Document passage –

******

Laughter-induced asthma: It's no joke
SAN DIEGO-More than half of people with asthma report that their symptoms are brought on by laughter, according to a study to be presented at the American Thoracic Society International Conference on May 24.
The study of 235 patients with asthma found that 56% had laughter-induced asthma (LIA). Asthma that is triggered by laughter doesn't seem to cause more asthma flare-ups requiring emergency room visits or hospitalizations compared with other types of asthma, according to study author Stuart Garay, M.D., Clinical Professor of Medicine at NYU Medical Center in New York. "But patients did report that during times when their asthma is well controlled they can laugh for longer without getting asthma symptoms. That suggests that laughter-induced asthma may be a sign that a person's asthma isn't as well controlled as it could be. People with asthma should be allowed to laugh."
Nobody knows how laughter brings on asthma, but it might involve hyperventilating, Dr. Garay said. He noted that exercise was the only trigger more common in people with laughter-induced asthma compared with asthma not induced by laughter (61% of people with LIA vs. 35% of asthma patients without LIA).
Dr. Garay was struck by how common laughter-induced asthma is. "It's as common as some of the most well-known asthma triggers, such as grasses, trees, pollen, fumes and odors, and it's even more common than dust mites, allergy to animals and molds," he said. "It's a little-appreciated frequent trigger."

******

About this task –
According to the article on laughter-induced asthma, what percentage of the 235 patients studied had asthma triggered by laughter?

Dataset excerpts –
******

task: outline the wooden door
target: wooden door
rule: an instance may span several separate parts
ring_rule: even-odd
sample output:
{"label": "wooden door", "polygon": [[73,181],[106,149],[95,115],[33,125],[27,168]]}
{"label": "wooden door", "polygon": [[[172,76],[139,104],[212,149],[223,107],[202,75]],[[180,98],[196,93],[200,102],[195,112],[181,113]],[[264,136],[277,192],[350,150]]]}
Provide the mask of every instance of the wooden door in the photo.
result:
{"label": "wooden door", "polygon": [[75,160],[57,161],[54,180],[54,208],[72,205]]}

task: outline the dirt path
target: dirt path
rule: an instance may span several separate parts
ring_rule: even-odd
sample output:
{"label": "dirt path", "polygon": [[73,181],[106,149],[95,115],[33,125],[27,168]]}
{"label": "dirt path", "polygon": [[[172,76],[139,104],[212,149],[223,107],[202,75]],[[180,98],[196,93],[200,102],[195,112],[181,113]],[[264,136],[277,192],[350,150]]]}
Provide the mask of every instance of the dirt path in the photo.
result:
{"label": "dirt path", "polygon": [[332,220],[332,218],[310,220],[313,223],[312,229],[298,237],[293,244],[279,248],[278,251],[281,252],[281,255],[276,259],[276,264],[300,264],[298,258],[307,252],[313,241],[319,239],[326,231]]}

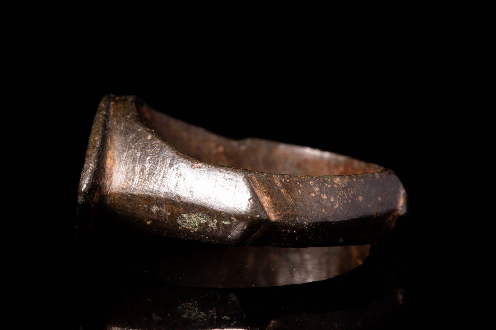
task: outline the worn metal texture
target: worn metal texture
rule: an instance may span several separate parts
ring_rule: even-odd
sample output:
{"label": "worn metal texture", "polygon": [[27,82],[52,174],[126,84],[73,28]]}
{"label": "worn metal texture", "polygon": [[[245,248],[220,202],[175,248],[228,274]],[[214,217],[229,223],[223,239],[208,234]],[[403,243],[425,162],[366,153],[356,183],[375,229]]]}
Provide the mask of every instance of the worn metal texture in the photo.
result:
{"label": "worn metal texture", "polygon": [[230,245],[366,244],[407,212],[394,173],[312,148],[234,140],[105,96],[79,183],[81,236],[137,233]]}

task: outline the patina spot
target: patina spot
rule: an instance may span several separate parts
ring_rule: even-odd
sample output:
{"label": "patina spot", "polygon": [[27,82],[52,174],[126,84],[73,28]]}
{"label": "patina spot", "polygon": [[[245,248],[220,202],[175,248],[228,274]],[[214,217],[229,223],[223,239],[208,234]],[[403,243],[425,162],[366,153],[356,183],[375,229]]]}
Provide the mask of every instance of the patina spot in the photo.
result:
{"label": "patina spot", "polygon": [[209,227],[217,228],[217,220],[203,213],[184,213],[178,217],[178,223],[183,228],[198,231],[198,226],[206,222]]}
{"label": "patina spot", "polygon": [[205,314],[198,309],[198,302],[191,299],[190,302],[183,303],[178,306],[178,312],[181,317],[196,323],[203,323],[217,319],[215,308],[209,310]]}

******

Result –
56%